— Start Extracted data —

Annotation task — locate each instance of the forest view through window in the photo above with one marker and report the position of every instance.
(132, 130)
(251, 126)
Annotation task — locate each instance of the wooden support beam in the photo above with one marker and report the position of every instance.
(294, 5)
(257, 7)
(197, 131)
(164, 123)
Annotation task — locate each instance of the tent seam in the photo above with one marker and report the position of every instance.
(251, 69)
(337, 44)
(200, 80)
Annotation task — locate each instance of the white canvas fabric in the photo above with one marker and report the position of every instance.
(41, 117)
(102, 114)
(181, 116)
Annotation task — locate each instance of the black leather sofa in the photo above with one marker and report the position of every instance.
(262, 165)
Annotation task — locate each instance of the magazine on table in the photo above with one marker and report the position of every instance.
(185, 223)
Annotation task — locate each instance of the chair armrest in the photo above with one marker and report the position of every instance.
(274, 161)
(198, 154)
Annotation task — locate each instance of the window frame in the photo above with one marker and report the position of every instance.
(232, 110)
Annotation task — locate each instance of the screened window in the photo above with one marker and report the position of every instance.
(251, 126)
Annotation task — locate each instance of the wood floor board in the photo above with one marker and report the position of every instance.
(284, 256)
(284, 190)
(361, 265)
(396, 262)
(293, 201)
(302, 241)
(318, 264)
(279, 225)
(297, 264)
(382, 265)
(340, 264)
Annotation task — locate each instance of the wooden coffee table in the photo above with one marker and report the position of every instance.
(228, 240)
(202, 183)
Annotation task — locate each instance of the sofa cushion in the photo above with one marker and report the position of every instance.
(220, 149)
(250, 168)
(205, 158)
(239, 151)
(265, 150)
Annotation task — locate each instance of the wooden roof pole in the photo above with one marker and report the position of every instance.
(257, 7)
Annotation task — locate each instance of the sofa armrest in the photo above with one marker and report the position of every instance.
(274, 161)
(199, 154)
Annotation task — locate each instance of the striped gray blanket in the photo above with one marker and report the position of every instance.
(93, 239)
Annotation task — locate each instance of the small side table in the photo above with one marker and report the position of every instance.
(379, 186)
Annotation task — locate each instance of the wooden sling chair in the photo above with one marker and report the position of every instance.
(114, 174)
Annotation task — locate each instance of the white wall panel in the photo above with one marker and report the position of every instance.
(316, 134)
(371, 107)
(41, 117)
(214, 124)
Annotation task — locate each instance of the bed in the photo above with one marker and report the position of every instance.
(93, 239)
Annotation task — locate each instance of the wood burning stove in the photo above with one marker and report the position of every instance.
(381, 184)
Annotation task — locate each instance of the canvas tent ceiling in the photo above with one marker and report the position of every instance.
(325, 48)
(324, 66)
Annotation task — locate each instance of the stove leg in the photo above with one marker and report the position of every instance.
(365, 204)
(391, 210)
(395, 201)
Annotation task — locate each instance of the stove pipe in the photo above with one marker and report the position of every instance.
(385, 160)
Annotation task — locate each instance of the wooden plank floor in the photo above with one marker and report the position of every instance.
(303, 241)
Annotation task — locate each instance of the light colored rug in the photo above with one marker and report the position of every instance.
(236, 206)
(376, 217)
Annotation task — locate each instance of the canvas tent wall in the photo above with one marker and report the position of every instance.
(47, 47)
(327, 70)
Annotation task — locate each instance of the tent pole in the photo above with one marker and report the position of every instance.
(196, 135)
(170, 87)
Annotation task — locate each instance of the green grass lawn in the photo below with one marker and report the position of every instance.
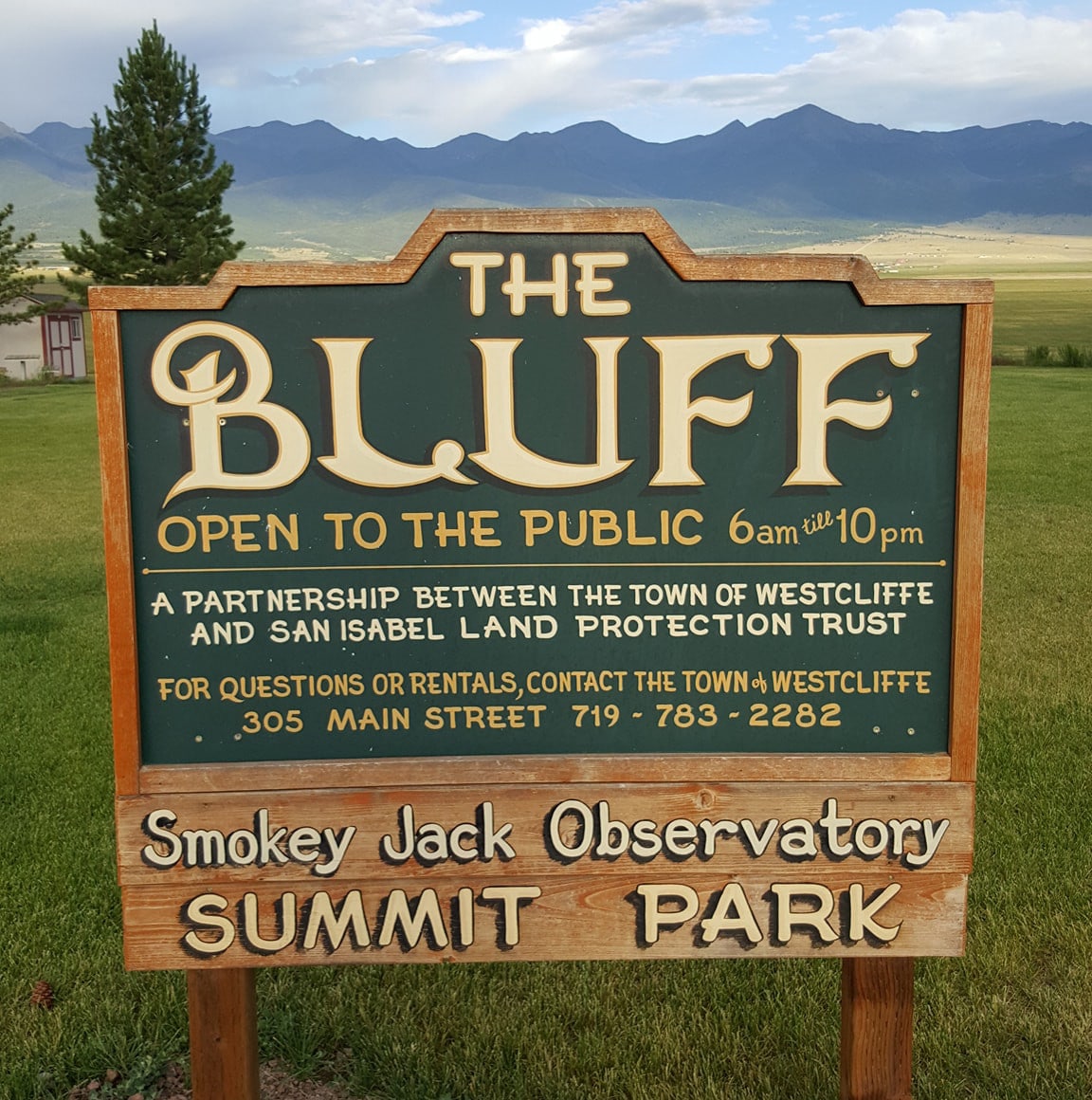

— End Extracted data —

§ The task
From the line containing "Annotation task — locate each instance of the stove leg" down to the last line of the entries above, copy each line exactly and nothing more. Leave pictures out.

§ Expected answer
Annotation task — locate each instance of the stove leg in the photo above with one marker and report the position of every instance.
(365, 204)
(391, 210)
(395, 201)
Annotation task — locate each instance of the stove pipe in the photo above with one marker and report the position of every instance.
(385, 160)
Annotation task — locate each instance of the wooden plank floor in the photo above with one marker and report the position of every instance.
(303, 241)
Annotation task — locate each instance of the light colored rug in the photo above with one marker and report the position of every instance.
(236, 206)
(376, 217)
Annotation task — locate each instance of the canvas tent wall in the photo above with one marker and report the position of every instance.
(47, 47)
(327, 70)
Annotation task — locate each instance of the tent pole in the photo above with one marker and report the position of every instance.
(196, 135)
(170, 87)
Annotation task — locate each instance of the green grass lawn in the photo below with one marker and report the position of every instance.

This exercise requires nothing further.